_To do:_
Print each of the following entries again, reproducing every line without any change.

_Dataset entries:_
+--

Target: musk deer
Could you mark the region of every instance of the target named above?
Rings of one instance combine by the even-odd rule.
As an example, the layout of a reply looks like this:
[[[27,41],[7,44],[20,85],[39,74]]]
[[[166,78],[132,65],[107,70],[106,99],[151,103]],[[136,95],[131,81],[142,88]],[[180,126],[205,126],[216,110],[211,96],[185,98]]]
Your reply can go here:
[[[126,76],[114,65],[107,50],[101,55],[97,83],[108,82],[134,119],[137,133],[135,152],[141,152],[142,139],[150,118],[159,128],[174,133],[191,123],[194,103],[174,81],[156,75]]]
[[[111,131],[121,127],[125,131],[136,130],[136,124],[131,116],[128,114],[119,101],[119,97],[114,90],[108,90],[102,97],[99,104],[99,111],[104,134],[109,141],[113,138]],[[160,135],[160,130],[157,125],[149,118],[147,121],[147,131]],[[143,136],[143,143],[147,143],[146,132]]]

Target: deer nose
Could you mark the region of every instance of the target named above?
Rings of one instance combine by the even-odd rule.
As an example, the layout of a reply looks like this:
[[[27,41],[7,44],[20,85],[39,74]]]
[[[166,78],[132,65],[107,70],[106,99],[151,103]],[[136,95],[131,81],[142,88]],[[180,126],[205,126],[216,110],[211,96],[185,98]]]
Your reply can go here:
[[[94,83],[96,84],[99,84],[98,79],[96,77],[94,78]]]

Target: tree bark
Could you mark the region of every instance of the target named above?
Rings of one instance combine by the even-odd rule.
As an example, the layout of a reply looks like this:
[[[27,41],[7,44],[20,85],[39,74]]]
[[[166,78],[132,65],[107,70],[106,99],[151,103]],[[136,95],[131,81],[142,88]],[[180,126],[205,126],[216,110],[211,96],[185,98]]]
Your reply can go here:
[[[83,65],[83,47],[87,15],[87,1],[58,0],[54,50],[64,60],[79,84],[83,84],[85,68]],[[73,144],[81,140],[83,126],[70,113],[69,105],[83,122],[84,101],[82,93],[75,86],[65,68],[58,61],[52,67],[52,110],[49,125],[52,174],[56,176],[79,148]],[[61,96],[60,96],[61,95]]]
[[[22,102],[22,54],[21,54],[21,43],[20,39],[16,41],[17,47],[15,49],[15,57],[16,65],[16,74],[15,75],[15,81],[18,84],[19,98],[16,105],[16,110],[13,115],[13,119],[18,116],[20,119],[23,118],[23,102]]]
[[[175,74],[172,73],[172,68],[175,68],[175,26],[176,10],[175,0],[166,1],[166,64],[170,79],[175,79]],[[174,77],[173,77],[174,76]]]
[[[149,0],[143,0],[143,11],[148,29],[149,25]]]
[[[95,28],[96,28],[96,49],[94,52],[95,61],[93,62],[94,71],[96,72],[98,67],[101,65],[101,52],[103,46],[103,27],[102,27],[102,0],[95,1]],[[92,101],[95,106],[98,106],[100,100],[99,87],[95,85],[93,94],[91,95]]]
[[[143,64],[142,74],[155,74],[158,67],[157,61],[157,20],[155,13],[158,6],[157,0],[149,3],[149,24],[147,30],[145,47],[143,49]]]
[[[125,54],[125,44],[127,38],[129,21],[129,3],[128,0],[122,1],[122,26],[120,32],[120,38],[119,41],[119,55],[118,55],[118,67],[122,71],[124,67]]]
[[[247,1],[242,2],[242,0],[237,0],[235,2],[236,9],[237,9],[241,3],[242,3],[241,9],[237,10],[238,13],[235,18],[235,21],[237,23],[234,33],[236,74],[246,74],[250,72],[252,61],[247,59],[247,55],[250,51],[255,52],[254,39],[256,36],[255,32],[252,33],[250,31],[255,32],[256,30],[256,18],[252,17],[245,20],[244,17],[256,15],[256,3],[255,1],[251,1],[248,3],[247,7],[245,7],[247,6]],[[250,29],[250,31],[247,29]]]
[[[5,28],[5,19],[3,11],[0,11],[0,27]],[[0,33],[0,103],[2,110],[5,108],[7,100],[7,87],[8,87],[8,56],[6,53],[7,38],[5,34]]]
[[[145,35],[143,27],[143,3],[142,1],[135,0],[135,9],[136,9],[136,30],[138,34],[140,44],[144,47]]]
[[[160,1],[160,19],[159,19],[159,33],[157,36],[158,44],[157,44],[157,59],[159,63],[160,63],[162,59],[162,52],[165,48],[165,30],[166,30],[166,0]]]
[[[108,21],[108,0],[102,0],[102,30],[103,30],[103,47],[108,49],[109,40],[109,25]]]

+--

_Answer for the task:_
Target: musk deer
Could you mark the region of every instance of the target named above?
Rings of one instance combine by the even-odd rule.
As an example, the layout of a reply looks like this:
[[[27,41],[7,44],[20,85],[39,74]]]
[[[166,78],[132,65],[107,70],[106,99],[151,103]],[[136,95],[131,81],[142,88]],[[180,126],[205,126],[216,110],[211,96],[185,98]]]
Your reply can go here:
[[[126,76],[114,65],[107,50],[101,55],[97,83],[108,82],[134,119],[137,133],[135,152],[141,152],[142,139],[150,118],[159,128],[174,133],[191,123],[194,103],[174,81],[156,75]]]
[[[111,131],[121,127],[125,131],[136,130],[136,124],[131,116],[128,114],[119,101],[119,97],[114,90],[108,90],[102,97],[99,104],[99,111],[104,134],[109,141],[113,138]],[[160,135],[160,130],[157,125],[149,118],[147,121],[147,131]],[[143,136],[143,143],[147,143],[146,132]]]

Target: deer nose
Could you mark the region of every instance of the target named above?
Rings of one instance combine by the even-odd rule.
As an example, the layout of a reply looks like this:
[[[27,41],[7,44],[20,85],[39,74]]]
[[[166,78],[132,65],[107,70],[106,99],[151,103]],[[136,95],[131,81],[142,88]],[[180,126],[205,126],[216,110],[211,96],[185,98]]]
Your reply can go here:
[[[94,83],[96,84],[99,84],[98,79],[96,77],[94,78]]]

Target: tree bark
Could you mark the region of every instance of the target named above?
Rings of one instance combine by the even-odd rule.
As an example, the layout of a reply looks like this:
[[[27,41],[7,44],[20,85],[39,74]]]
[[[166,78],[132,65],[107,70],[106,99],[151,103]],[[136,95],[131,81],[142,88]],[[180,126],[205,126],[216,110],[211,96],[185,98]]]
Your reply can go here:
[[[83,65],[83,47],[87,15],[87,1],[58,0],[54,50],[64,60],[79,84],[83,84],[85,68]],[[73,144],[81,140],[83,126],[70,113],[69,105],[83,122],[84,101],[82,93],[75,86],[65,68],[58,61],[52,67],[52,110],[49,125],[52,174],[56,176],[79,148]],[[61,96],[60,96],[61,95]]]
[[[22,102],[22,54],[21,54],[21,43],[20,39],[16,41],[17,47],[15,49],[15,57],[16,65],[16,74],[15,75],[15,81],[18,84],[19,98],[16,105],[16,110],[13,115],[13,119],[18,116],[20,119],[23,118],[23,102]]]
[[[175,74],[172,73],[172,68],[175,68],[175,26],[176,10],[175,0],[166,1],[166,64],[170,79],[175,79]],[[174,77],[173,77],[174,76]]]
[[[149,0],[143,0],[143,11],[148,29],[149,25]]]
[[[95,28],[96,28],[96,49],[94,52],[95,61],[93,62],[94,71],[96,72],[98,67],[101,65],[101,52],[103,46],[103,27],[102,27],[102,0],[95,1]],[[92,101],[95,106],[98,106],[100,100],[99,87],[95,85],[93,94],[91,95]]]
[[[143,64],[142,74],[155,74],[158,67],[157,61],[157,20],[155,13],[158,6],[157,0],[149,3],[149,24],[147,30],[145,47],[143,49]]]
[[[125,54],[125,44],[127,38],[129,21],[129,3],[128,0],[122,1],[122,26],[120,32],[120,38],[119,41],[119,55],[118,55],[118,67],[122,71],[124,67]]]
[[[247,1],[242,2],[242,0],[237,0],[235,2],[236,9],[237,9],[241,3],[242,3],[241,9],[237,10],[238,13],[235,18],[235,21],[237,23],[234,33],[236,74],[246,74],[250,72],[252,61],[247,59],[247,55],[250,51],[255,52],[254,39],[256,36],[255,32],[252,33],[250,31],[255,32],[256,30],[256,18],[252,17],[245,20],[244,17],[256,15],[256,3],[255,1],[251,1],[248,3],[247,7],[245,7],[247,6]],[[250,29],[250,31],[247,29]]]
[[[5,28],[5,19],[3,11],[0,11],[0,27]],[[0,33],[0,103],[2,110],[5,108],[7,100],[7,87],[8,87],[8,56],[6,53],[7,38],[5,34]]]
[[[145,35],[143,27],[143,3],[142,1],[135,0],[135,9],[136,9],[136,30],[138,34],[140,44],[144,47]]]
[[[160,1],[160,19],[159,19],[159,33],[157,36],[158,44],[157,44],[157,59],[159,63],[160,63],[162,59],[162,52],[165,48],[165,30],[166,30],[166,0]]]
[[[108,21],[108,0],[102,0],[102,30],[103,30],[103,47],[108,49],[109,40],[109,25]]]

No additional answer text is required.